╔══

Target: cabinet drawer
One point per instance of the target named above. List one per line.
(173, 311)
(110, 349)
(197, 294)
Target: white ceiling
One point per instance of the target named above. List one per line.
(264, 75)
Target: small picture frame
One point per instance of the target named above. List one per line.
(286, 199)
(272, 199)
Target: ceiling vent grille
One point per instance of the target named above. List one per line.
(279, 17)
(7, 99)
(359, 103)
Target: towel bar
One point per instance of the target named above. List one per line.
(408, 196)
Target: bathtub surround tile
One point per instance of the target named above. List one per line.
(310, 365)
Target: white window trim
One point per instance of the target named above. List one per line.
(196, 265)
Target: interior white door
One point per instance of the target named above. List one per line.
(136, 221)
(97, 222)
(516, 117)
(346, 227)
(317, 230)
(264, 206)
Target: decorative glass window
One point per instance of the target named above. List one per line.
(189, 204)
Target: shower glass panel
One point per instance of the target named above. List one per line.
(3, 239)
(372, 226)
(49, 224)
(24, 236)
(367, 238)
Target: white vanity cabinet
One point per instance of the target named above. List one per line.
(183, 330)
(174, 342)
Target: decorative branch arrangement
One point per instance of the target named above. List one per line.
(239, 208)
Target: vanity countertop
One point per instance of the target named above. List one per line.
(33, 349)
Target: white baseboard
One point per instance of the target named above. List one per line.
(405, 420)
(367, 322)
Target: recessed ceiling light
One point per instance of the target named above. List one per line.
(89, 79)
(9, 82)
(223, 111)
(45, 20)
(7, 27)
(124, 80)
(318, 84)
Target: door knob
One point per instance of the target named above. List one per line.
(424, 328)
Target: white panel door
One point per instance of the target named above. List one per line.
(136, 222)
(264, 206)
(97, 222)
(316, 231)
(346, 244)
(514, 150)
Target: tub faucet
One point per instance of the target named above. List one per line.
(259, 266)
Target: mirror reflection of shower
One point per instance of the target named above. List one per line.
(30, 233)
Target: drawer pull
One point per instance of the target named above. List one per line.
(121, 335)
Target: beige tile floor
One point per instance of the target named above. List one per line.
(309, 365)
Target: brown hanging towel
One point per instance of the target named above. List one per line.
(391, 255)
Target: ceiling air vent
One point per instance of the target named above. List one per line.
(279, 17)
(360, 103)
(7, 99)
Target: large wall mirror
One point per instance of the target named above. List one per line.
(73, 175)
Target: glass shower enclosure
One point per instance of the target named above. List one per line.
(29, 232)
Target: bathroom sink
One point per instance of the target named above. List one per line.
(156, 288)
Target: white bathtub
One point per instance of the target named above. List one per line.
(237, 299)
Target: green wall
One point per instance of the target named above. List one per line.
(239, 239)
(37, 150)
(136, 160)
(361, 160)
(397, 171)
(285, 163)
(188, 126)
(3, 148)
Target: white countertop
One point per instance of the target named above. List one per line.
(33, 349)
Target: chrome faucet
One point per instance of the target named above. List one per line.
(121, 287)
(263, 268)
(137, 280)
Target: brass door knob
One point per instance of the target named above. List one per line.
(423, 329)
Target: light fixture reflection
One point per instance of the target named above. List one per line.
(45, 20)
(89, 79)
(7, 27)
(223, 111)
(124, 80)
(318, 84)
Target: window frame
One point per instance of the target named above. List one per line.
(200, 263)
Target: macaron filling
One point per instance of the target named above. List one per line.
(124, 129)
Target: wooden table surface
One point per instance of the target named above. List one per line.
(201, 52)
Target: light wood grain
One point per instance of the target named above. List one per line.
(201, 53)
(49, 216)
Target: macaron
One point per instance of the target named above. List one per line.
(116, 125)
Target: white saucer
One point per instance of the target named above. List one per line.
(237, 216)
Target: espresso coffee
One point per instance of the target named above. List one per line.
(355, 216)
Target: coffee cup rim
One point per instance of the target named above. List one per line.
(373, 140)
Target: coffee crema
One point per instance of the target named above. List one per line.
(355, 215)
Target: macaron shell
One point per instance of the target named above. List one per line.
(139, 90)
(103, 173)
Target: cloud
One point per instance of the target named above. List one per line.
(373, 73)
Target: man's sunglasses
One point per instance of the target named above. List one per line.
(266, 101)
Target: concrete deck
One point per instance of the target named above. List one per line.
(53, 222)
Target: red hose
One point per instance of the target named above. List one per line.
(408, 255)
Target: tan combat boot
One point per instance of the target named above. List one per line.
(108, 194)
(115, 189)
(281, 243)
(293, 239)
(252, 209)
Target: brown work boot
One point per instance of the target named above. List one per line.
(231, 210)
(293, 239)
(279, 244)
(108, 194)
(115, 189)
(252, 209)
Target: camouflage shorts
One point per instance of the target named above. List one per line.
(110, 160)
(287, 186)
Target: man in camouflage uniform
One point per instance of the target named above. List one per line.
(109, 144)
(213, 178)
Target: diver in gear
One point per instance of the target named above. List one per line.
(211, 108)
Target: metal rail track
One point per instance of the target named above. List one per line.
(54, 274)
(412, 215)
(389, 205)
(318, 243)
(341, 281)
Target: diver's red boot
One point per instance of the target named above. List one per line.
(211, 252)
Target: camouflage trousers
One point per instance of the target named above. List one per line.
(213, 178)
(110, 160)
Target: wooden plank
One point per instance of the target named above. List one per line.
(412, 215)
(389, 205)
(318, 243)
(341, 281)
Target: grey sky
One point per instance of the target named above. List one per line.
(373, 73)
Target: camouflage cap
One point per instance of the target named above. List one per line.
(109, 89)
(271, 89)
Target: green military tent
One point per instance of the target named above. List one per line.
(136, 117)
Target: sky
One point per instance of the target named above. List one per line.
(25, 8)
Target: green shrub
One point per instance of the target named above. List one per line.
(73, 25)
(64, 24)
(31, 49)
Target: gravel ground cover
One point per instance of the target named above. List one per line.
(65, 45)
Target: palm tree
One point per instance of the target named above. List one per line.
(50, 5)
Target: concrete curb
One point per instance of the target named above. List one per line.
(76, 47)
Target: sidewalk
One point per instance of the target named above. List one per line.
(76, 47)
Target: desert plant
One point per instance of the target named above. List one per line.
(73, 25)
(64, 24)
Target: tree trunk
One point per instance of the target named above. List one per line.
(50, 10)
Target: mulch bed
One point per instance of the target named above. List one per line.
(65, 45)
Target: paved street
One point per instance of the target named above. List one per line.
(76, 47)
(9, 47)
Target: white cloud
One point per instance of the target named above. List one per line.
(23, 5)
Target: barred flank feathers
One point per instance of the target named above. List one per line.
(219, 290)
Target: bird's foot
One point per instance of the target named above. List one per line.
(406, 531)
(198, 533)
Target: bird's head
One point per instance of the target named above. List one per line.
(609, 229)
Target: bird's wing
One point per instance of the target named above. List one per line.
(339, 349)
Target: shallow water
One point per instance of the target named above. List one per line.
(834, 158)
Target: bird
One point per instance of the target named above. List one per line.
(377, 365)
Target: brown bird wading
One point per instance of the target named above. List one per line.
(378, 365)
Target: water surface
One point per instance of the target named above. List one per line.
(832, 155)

╚══

### [SHORT TASK]
Repeat all of the entries exactly.

### [TASK ANSWER]
Target: cabinet drawer
One point per instance of the target named above. List one per line.
(173, 311)
(110, 349)
(197, 294)
Target: white ceiling
One point per instance of the target named above. List one per line.
(264, 75)
Target: small picture frame
One point per instance of the target named above. List one per line.
(286, 199)
(272, 199)
Target: ceiling vent grille
One point per instance of the target named above. List one per line.
(279, 17)
(7, 99)
(359, 103)
Target: towel bar
One point per instance of the target named above. List one per line.
(408, 196)
Target: bathtub surround tile
One point per instance of the target named above. List one per line.
(310, 365)
Target: white window trim
One point per instance of the target named above. List one per line.
(196, 265)
Target: interior white door
One point per instance of the target named above. List one per line.
(136, 221)
(97, 222)
(516, 117)
(346, 227)
(317, 230)
(264, 206)
Target: decorative glass window
One point per instance of the target named above. List one per line.
(189, 204)
Target: shower glass panel
One point per instance of the target named above. List one per line.
(3, 239)
(372, 226)
(49, 224)
(24, 236)
(367, 238)
Target: white vanity cabinet
One point per instance of the target named above. List one per line.
(183, 330)
(174, 342)
Target: decorative branch arrangement
One point per instance of the target named above. List one per line.
(239, 208)
Target: vanity countertop
One point per instance of the target named above. List one per line.
(33, 349)
Target: white baseboard
One point per instance of the target named above. List one per line.
(405, 420)
(367, 322)
Target: recessed ceiling light
One point per instance of the target named above. List one per line.
(89, 79)
(9, 82)
(223, 111)
(45, 20)
(7, 27)
(124, 80)
(318, 84)
Target: door knob
One point per instance of the target named above. List one per line.
(424, 328)
Target: white panel door
One point per instance of the target named above. List one per line.
(136, 222)
(264, 206)
(97, 222)
(316, 231)
(346, 244)
(514, 150)
Target: tub faucet
One point per instance of the target named above. List one per line.
(259, 266)
Target: mirror reflection of shower
One point per instance of the target named above. List one per line.
(30, 233)
Target: drawer pull
One point per instance of the target named above. List one per line.
(121, 335)
Target: beige tile floor
One point per instance of the target named above. List one per line.
(309, 365)
Target: brown hanging towel
One point per instance of the target named above. List one per line.
(391, 255)
Target: ceiling air vent
One point per instance of the target named above. List one per line.
(279, 17)
(360, 103)
(7, 99)
Target: large wall mirror
One point per instance of the target named above. List one per line.
(73, 175)
Target: glass shower enclosure
One point per instance of the target named above. List one per line.
(29, 232)
Target: bathroom sink
One point per instance of the target named above. List one per line.
(156, 288)
Target: white bathtub
One point per instance of the target named above. List one per line.
(237, 299)
Target: green wall
One point per instance of the target named above. List one per line.
(239, 239)
(37, 150)
(136, 160)
(361, 160)
(397, 171)
(285, 163)
(188, 126)
(3, 148)
Target: white countertop
One point per instance of the target named above. List one per line.
(33, 349)
Target: chrome faucet
One point per instance of the target named above. List one per line.
(121, 287)
(263, 268)
(137, 280)
Target: brass door knob
One point per instance of the target named above. List one per line.
(423, 329)
Target: light fixture reflection
One point per instance of the target named above. List one per line.
(45, 20)
(89, 79)
(7, 27)
(223, 111)
(124, 80)
(318, 84)
Target: window frame
One point per instance of the target named above. List one per line.
(200, 263)
Target: macaron filling
One point per instance of the target named above. List one per line.
(124, 129)
Target: wooden table surface
One point per instance of the target named above. List one per line.
(201, 52)
Target: light wood grain
One point per instance of the target named above. List one per line.
(201, 53)
(49, 216)
Target: macaron
One point per instance of the target named above. List one per line.
(116, 125)
Target: white saucer
One point per instance of the target named above. List one per line.
(237, 216)
Target: espresso coffee
One point per instance of the target named above. List one per line.
(355, 216)
Target: coffee cup rim
One point per instance of the target named above. List one per line.
(373, 140)
Target: coffee crema
One point per instance of the target named above. List one per line.
(355, 215)
Target: macaron shell
One point per instance of the target named above. List one per line.
(139, 90)
(103, 173)
Target: cloud
One point per instance of the target named above. List one per line.
(373, 73)
Target: man's sunglasses
One point per instance of the target named above. List one per line.
(266, 101)
Target: concrete deck
One point per instance of the target named above. List one per line.
(53, 222)
Target: red hose
One point per instance of the target named above. List one per line.
(408, 255)
Target: tan combat boot
One point per instance of the target named above. List one per line.
(108, 194)
(115, 189)
(281, 243)
(293, 239)
(252, 209)
Target: brown work boot
One point per instance of the target named above. List one per line.
(231, 210)
(293, 239)
(279, 244)
(108, 194)
(115, 189)
(252, 209)
Target: camouflage shorts
One point per instance of the target named above. List one per line.
(110, 160)
(287, 186)
Target: man in camouflage uniform
One point per instance of the target named above. List one per line.
(109, 144)
(213, 178)
Target: diver in gear
One point per instance of the target named above. List one per line.
(211, 108)
Target: metal rail track
One point per instance of the target named above. List one per line.
(54, 274)
(412, 215)
(389, 205)
(318, 243)
(341, 281)
Target: diver's red boot
One point per instance of the target named above. List one per line.
(211, 252)
Target: camouflage trousers
One point per instance of the target named above. List one per line.
(213, 178)
(110, 160)
Target: wooden plank
One point per instance of the target named above. List one per line.
(412, 215)
(389, 205)
(318, 243)
(341, 281)
Target: grey sky
One point per instance of the target named above. List one per line.
(373, 73)
Target: camouflage cap
One point per instance of the target named above. List one per line.
(109, 89)
(271, 89)
Target: green military tent
One point per instance of the target named above. List one per line.
(136, 117)
Target: sky
One point per instance of the target named above. List one per line.
(25, 8)
Target: green shrub
One point per instance of the target named above. List one per line.
(73, 25)
(64, 24)
(31, 49)
Target: gravel ground cover
One point per instance of the target named above. List one per line.
(65, 45)
Target: palm tree
One point per instance of the target named above. List one per line.
(50, 5)
Target: concrete curb
One point per instance of the target named above. List one per line.
(76, 47)
Target: sidewalk
One point per instance of the target named above. List one per line.
(76, 47)
Target: desert plant
One point per instance of the target named above. List one per line.
(73, 25)
(64, 24)
Target: tree trunk
One point per instance of the target named above. List one per line.
(50, 10)
Target: mulch bed
One point per instance of the target named above. List one per line.
(65, 45)
Target: paved street
One point per instance of the target named above. List one per line.
(76, 47)
(9, 47)
Target: white cloud
One point per instance of the target named above. List one per line.
(23, 5)
Target: barred flank feathers
One point per instance of the target named above. List one per line.
(219, 290)
Target: bird's foot
One point per instance of the target named above. List one per line.
(406, 531)
(198, 533)
Target: bird's head
One point per instance of the target named above. List one per line.
(609, 229)
Target: bird's wing
One point per instance of the target named above. List one per line.
(339, 349)
Target: shallow water
One point per instance of the target named above. List one per line.
(834, 158)
Target: bird
One point per instance of the target named above. List one per line.
(377, 365)
Target: brown bird wading
One point per instance of the target named above. List one per line.
(378, 365)
Target: water surface
One point per instance of the target named above. List one per line.
(832, 155)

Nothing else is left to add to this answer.